== DOCUMENT TEXT ==

.....

The Latent Period of Beet Curly Top Virus in the Beet Leafhopper, Circulifer tenellus, Mechanically Injected with Infectious Phloem Exudate. A. C. Magyarosy, Research specialist, Department of Cell Physiology and Division of Entomology and Parasitology, University of California, Berkeley, 94720; E. S. Sylvester, professor, Department of Cell Physiology and Division of Entomology and Parasitology, University of California, Berkeley, 94720. Phytopathology 69:736-738. Accepted for publication 3 December 1978. Copyright 1979 The American Phytopathological Society. DOI: 10.1094/Phyto-69-736.

.....

== DATA FOR REVIEW ==
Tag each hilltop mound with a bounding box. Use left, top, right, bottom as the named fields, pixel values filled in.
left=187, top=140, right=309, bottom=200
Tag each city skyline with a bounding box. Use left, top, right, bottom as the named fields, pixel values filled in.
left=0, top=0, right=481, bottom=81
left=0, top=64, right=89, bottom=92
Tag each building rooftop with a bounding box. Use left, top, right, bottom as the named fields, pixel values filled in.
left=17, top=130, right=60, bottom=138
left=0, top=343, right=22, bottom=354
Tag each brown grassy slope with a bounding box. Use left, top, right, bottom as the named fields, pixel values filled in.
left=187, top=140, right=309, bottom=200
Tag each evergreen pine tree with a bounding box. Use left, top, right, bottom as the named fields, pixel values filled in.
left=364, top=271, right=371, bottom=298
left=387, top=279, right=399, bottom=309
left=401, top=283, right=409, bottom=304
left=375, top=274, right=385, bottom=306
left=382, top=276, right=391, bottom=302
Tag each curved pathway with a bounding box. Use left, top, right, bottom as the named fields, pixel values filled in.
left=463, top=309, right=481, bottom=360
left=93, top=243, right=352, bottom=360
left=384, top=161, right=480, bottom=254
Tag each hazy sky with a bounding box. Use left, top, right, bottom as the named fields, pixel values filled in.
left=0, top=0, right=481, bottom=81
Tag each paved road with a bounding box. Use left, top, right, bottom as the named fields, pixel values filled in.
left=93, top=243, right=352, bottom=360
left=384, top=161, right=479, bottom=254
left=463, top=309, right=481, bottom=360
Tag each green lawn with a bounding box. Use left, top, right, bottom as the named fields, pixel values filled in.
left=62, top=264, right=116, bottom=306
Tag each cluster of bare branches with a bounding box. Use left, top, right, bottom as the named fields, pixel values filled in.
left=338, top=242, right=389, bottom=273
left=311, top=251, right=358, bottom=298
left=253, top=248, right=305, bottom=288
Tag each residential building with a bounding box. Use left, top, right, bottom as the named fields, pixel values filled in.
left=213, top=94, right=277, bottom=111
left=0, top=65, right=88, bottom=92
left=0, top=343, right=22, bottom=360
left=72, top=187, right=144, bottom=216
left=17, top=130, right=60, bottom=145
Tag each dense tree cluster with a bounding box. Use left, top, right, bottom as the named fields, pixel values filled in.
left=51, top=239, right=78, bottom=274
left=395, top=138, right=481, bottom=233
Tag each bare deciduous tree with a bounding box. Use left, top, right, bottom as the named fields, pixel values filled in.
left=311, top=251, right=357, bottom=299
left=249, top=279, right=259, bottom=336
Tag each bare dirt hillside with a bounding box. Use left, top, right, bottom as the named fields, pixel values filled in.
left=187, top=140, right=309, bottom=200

.....

== STUDY QUESTIONS ==
**a.** Using the beet curly top paper details, mark each statement yes or no, and back each answer with the exact words from the text that decide it. (i) Both authors worked at the University of California, Berkeley. (ii) The paper was accepted for publication in 1979. (iii) The leafhoppers picked up the virus by feeding on phloem exudate.
**b.** Extend the beet curly top paper details, picking up right after their last line.
The records were taken from a different source than the text.

== PER-TASK OUTPUTS ==
**a.**
(i) Yes: "A. C. Magyarosy, Research specialist, Department of Cell Physiology and Division of Entomology and Parasitology, University of California, Berkeley" and "E. S. Sylvester, professor, Department of Cell Physiology and Division of Entomology and Parasitology, University of California, Berkeley"
(ii) No: "Accepted for publication 3 December 1978."
(iii) No: "Mechanically Injected with Infectious Phloem Exudate"

**b.**
The latent period of beet curly top virus (BCTV) was investigated by injecting beet leafhoppers, Circulifer tenellus, with infectious phloem exudate from spinach plants. The probability of transmission to the first test plant usually was less than that to subsequent plants, but this may have been a behavioral artifact. Transmission efficiency during short (8-9 hr) inoculation access periods (IAP) was greater per unit of time than that during long (48 hr) IAP. This suggested that only part of the feeding cycle was involved in inoculation. The cumulative proportion of first transmissions during the first six successive inoculation access periods of equal length (8 or 9 hr) following injection approximated a binomial function. The median latent period (LP50), estimated to vary from 16.3 to 18.8 hr at 27 C and ~27,000 lux of continuous light, suggests that although there may be a constant probability of inoculating a plant during any one of a sequence of IAP, it is less than 1.0.